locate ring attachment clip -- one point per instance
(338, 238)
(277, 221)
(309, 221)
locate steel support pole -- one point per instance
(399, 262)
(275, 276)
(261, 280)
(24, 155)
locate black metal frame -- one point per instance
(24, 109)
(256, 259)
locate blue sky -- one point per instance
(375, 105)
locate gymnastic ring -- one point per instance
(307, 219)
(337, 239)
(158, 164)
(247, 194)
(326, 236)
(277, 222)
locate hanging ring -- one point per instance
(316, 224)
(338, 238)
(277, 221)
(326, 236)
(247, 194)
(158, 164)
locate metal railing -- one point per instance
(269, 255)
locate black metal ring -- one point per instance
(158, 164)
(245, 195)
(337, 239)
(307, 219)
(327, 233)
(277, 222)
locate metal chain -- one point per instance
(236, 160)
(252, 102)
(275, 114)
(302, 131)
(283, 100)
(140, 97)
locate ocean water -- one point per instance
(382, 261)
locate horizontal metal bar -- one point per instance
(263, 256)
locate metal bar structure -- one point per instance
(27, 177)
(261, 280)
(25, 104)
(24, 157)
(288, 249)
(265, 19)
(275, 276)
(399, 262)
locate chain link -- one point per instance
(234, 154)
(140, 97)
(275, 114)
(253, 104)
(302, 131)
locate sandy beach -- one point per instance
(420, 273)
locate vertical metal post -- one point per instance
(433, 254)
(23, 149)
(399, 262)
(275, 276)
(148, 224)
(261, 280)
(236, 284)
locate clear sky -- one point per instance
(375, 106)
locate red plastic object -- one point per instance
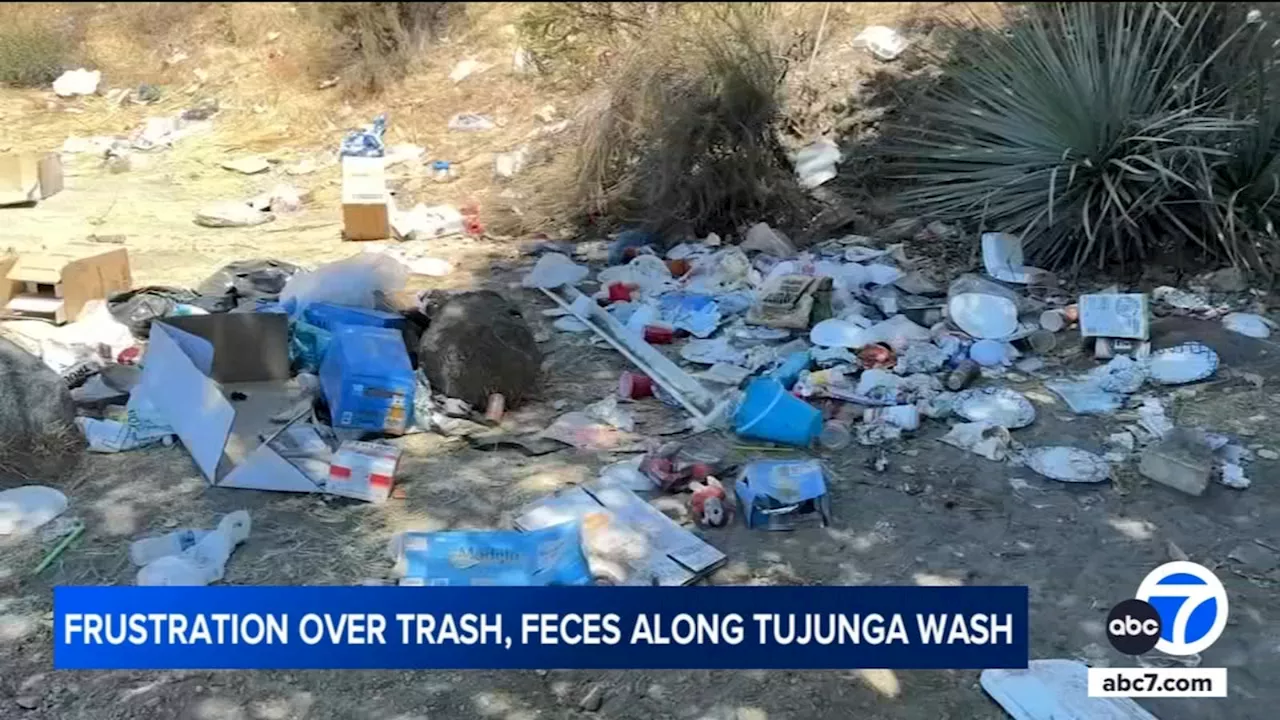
(634, 386)
(658, 335)
(620, 292)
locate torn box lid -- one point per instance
(219, 381)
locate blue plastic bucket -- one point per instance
(768, 411)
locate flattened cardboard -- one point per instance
(30, 177)
(74, 274)
(228, 438)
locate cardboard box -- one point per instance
(30, 177)
(55, 285)
(218, 381)
(365, 201)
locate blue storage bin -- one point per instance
(368, 379)
(328, 315)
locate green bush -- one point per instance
(32, 55)
(1104, 132)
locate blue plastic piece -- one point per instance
(551, 556)
(776, 495)
(368, 379)
(769, 413)
(328, 315)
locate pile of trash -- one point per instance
(854, 342)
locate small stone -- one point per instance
(1228, 279)
(593, 700)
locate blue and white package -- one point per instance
(551, 556)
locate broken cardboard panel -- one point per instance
(30, 177)
(626, 540)
(55, 285)
(227, 427)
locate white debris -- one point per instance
(77, 82)
(885, 42)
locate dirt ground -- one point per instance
(935, 515)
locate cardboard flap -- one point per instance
(246, 346)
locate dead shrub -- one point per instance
(379, 41)
(685, 136)
(33, 53)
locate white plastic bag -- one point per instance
(355, 282)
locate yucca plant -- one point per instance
(1087, 128)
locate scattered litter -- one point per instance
(1002, 259)
(987, 440)
(172, 561)
(250, 165)
(627, 541)
(77, 82)
(767, 240)
(1110, 315)
(1180, 461)
(1182, 364)
(1247, 324)
(1068, 464)
(554, 269)
(231, 214)
(27, 507)
(471, 122)
(816, 163)
(778, 495)
(538, 556)
(1055, 689)
(996, 405)
(768, 411)
(883, 42)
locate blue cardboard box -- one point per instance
(368, 379)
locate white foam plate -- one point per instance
(1069, 464)
(1185, 363)
(996, 405)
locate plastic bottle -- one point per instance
(149, 550)
(202, 563)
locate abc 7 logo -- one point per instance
(1133, 627)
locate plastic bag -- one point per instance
(355, 282)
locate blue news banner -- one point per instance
(109, 628)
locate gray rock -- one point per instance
(39, 437)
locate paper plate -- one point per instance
(1185, 363)
(1069, 464)
(996, 405)
(983, 315)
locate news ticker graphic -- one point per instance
(206, 628)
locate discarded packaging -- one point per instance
(202, 563)
(780, 495)
(1055, 689)
(1115, 315)
(544, 556)
(77, 82)
(27, 507)
(1247, 324)
(1068, 464)
(1185, 363)
(364, 470)
(996, 405)
(627, 541)
(885, 42)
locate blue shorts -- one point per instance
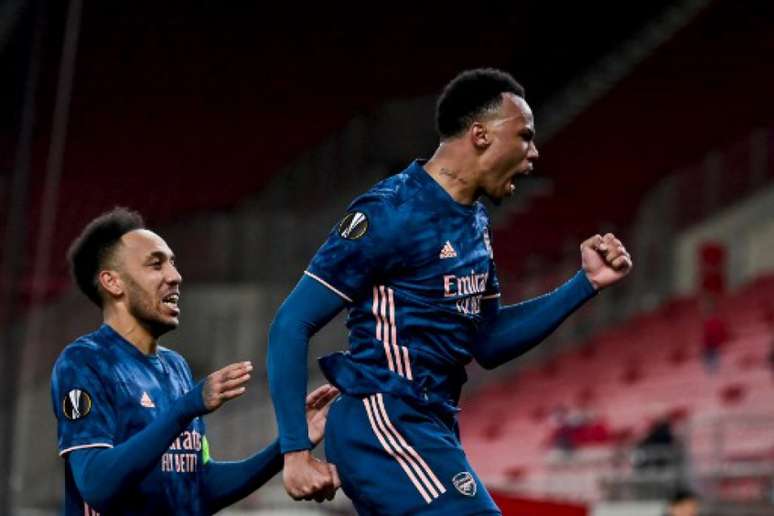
(395, 459)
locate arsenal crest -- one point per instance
(465, 483)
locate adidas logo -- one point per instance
(447, 251)
(145, 401)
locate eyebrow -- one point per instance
(160, 255)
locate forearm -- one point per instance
(131, 460)
(516, 329)
(228, 482)
(309, 307)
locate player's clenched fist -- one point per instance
(605, 260)
(309, 478)
(225, 384)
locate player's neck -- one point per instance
(131, 330)
(449, 168)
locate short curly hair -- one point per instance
(468, 96)
(94, 247)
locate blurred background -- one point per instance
(241, 132)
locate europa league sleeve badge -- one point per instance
(353, 226)
(76, 405)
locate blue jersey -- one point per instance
(415, 267)
(104, 390)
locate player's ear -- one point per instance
(110, 281)
(479, 136)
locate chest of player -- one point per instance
(449, 266)
(142, 392)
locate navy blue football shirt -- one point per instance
(415, 267)
(104, 390)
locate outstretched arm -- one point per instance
(227, 482)
(307, 309)
(131, 460)
(511, 331)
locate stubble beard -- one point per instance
(143, 310)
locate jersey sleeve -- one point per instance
(83, 402)
(492, 282)
(360, 249)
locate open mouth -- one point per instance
(171, 301)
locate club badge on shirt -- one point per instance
(76, 404)
(353, 226)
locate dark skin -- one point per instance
(140, 287)
(485, 160)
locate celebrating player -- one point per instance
(412, 261)
(128, 411)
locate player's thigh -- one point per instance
(394, 459)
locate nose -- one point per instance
(532, 152)
(173, 276)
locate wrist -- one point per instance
(591, 285)
(297, 456)
(192, 403)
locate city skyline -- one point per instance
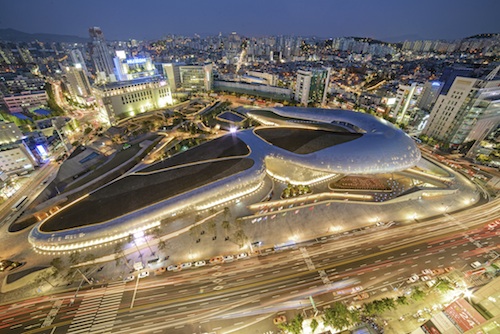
(388, 21)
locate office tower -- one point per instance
(457, 111)
(196, 77)
(78, 84)
(406, 101)
(121, 99)
(132, 68)
(77, 58)
(312, 86)
(101, 56)
(429, 95)
(171, 72)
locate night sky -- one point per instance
(152, 19)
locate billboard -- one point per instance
(463, 315)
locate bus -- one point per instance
(19, 204)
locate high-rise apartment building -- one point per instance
(118, 100)
(312, 86)
(78, 84)
(78, 60)
(429, 95)
(196, 77)
(457, 111)
(406, 101)
(101, 56)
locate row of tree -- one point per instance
(339, 316)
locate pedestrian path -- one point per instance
(97, 312)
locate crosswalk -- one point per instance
(97, 312)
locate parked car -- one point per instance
(144, 274)
(242, 256)
(413, 278)
(186, 265)
(362, 296)
(476, 264)
(200, 263)
(174, 267)
(228, 258)
(129, 278)
(160, 270)
(427, 272)
(438, 271)
(216, 259)
(279, 319)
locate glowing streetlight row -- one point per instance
(303, 182)
(229, 198)
(95, 242)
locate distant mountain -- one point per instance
(480, 36)
(402, 38)
(13, 35)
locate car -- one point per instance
(431, 283)
(186, 265)
(129, 278)
(242, 255)
(174, 267)
(357, 289)
(144, 274)
(362, 296)
(476, 264)
(279, 319)
(492, 226)
(200, 263)
(216, 259)
(228, 258)
(413, 278)
(438, 271)
(160, 270)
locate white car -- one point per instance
(129, 278)
(144, 274)
(413, 278)
(242, 256)
(476, 264)
(200, 263)
(186, 265)
(174, 267)
(228, 258)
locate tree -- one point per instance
(337, 316)
(417, 294)
(402, 300)
(57, 263)
(443, 285)
(389, 303)
(294, 327)
(74, 257)
(314, 324)
(240, 237)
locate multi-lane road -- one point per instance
(244, 295)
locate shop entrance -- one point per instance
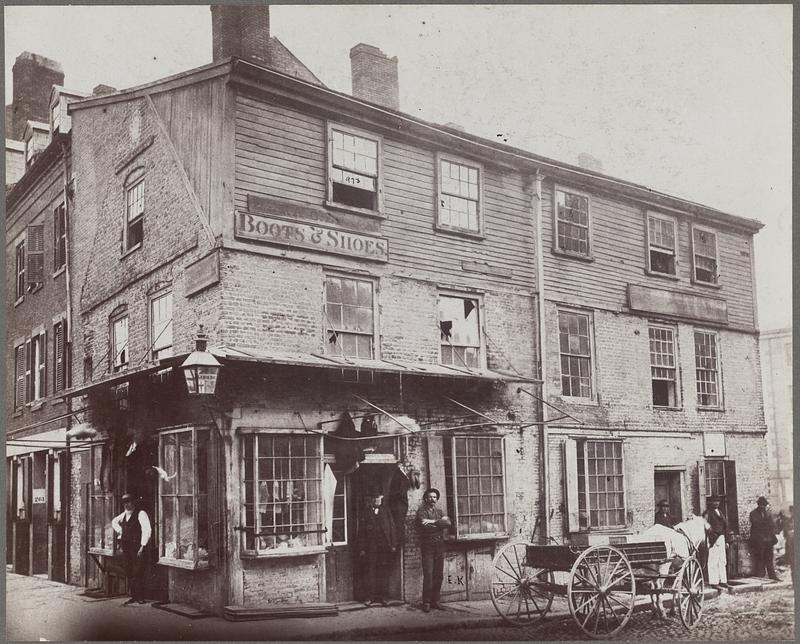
(346, 575)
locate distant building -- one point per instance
(777, 374)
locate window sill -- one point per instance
(286, 552)
(459, 232)
(666, 276)
(131, 250)
(183, 564)
(578, 256)
(333, 205)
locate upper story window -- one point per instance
(576, 354)
(707, 369)
(119, 343)
(661, 244)
(663, 371)
(572, 223)
(134, 215)
(349, 317)
(459, 331)
(459, 198)
(59, 237)
(705, 255)
(161, 325)
(354, 169)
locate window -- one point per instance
(459, 201)
(119, 343)
(576, 360)
(572, 223)
(134, 215)
(36, 370)
(349, 317)
(595, 484)
(663, 371)
(717, 477)
(704, 245)
(101, 500)
(161, 326)
(661, 244)
(60, 356)
(59, 237)
(183, 497)
(19, 252)
(353, 172)
(474, 469)
(282, 493)
(707, 369)
(459, 331)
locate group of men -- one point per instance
(763, 530)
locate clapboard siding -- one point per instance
(619, 251)
(281, 154)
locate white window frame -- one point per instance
(589, 254)
(652, 246)
(441, 194)
(329, 326)
(695, 279)
(169, 551)
(718, 371)
(154, 335)
(271, 548)
(591, 356)
(676, 362)
(477, 496)
(481, 349)
(355, 176)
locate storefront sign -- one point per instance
(298, 234)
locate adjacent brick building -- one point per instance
(376, 288)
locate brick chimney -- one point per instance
(374, 76)
(33, 79)
(241, 31)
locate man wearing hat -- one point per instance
(377, 540)
(663, 517)
(762, 539)
(133, 531)
(431, 522)
(717, 559)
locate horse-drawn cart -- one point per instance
(600, 583)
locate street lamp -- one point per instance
(201, 368)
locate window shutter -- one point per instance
(571, 484)
(731, 497)
(35, 241)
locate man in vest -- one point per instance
(133, 531)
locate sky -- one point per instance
(691, 100)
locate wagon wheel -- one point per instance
(517, 592)
(601, 591)
(688, 592)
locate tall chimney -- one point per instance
(374, 76)
(33, 79)
(240, 31)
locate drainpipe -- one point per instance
(536, 204)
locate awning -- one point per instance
(381, 366)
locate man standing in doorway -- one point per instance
(762, 539)
(133, 529)
(431, 522)
(377, 540)
(717, 559)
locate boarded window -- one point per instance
(572, 223)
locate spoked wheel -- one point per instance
(521, 595)
(601, 591)
(688, 592)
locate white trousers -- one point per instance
(716, 562)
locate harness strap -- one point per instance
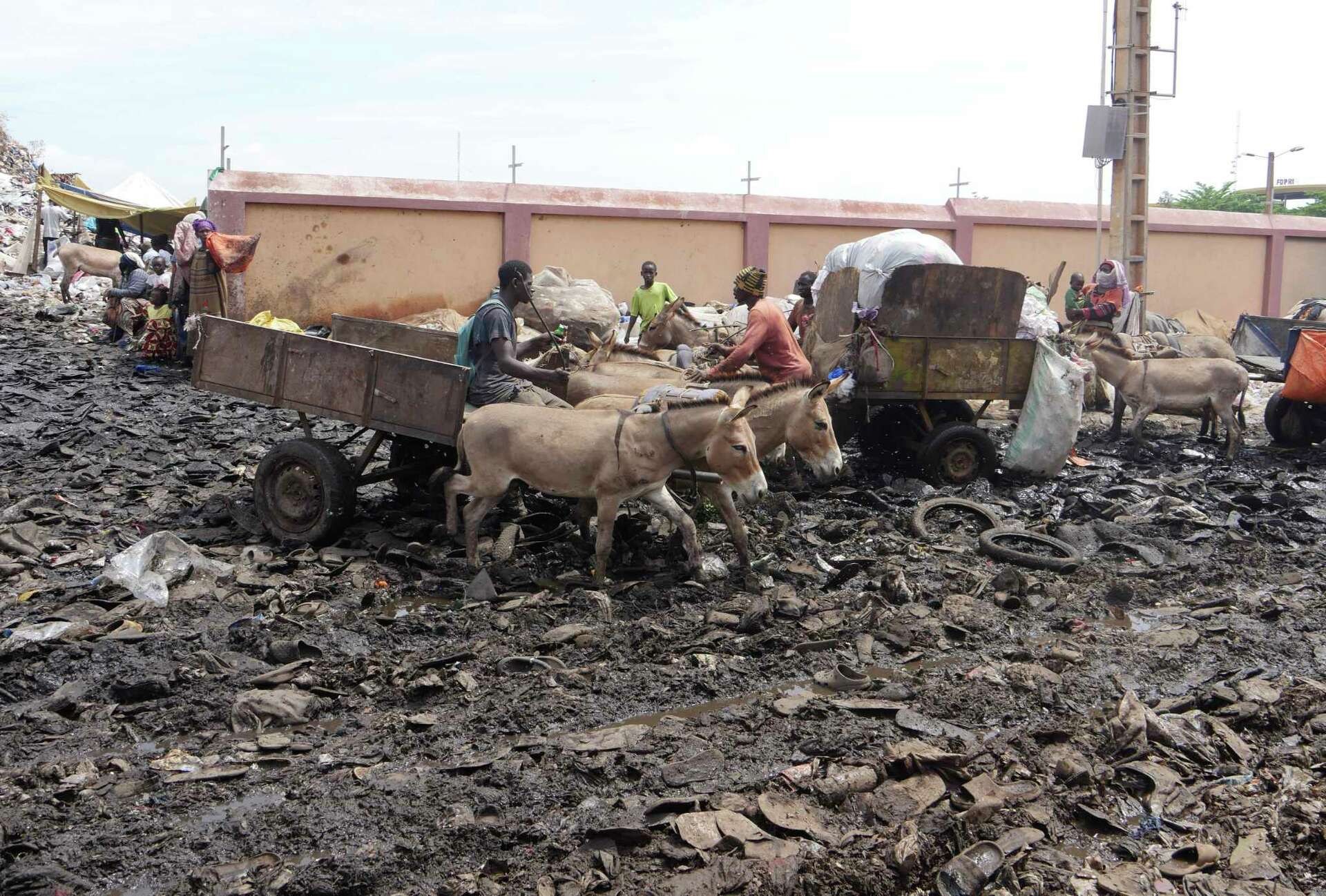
(617, 436)
(671, 442)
______
Return the records unchanged, starting with the line that contains "locate spoked wheel -- one point per instance" and going on through the last line of the records, with both ends included and the pictures left out.

FINISHED ANSWER
locate spoked wheel -- one point per instance
(521, 595)
(601, 591)
(688, 592)
locate white trousers -- one point per instance
(716, 562)
locate harness strap -- one point per instance
(617, 436)
(671, 442)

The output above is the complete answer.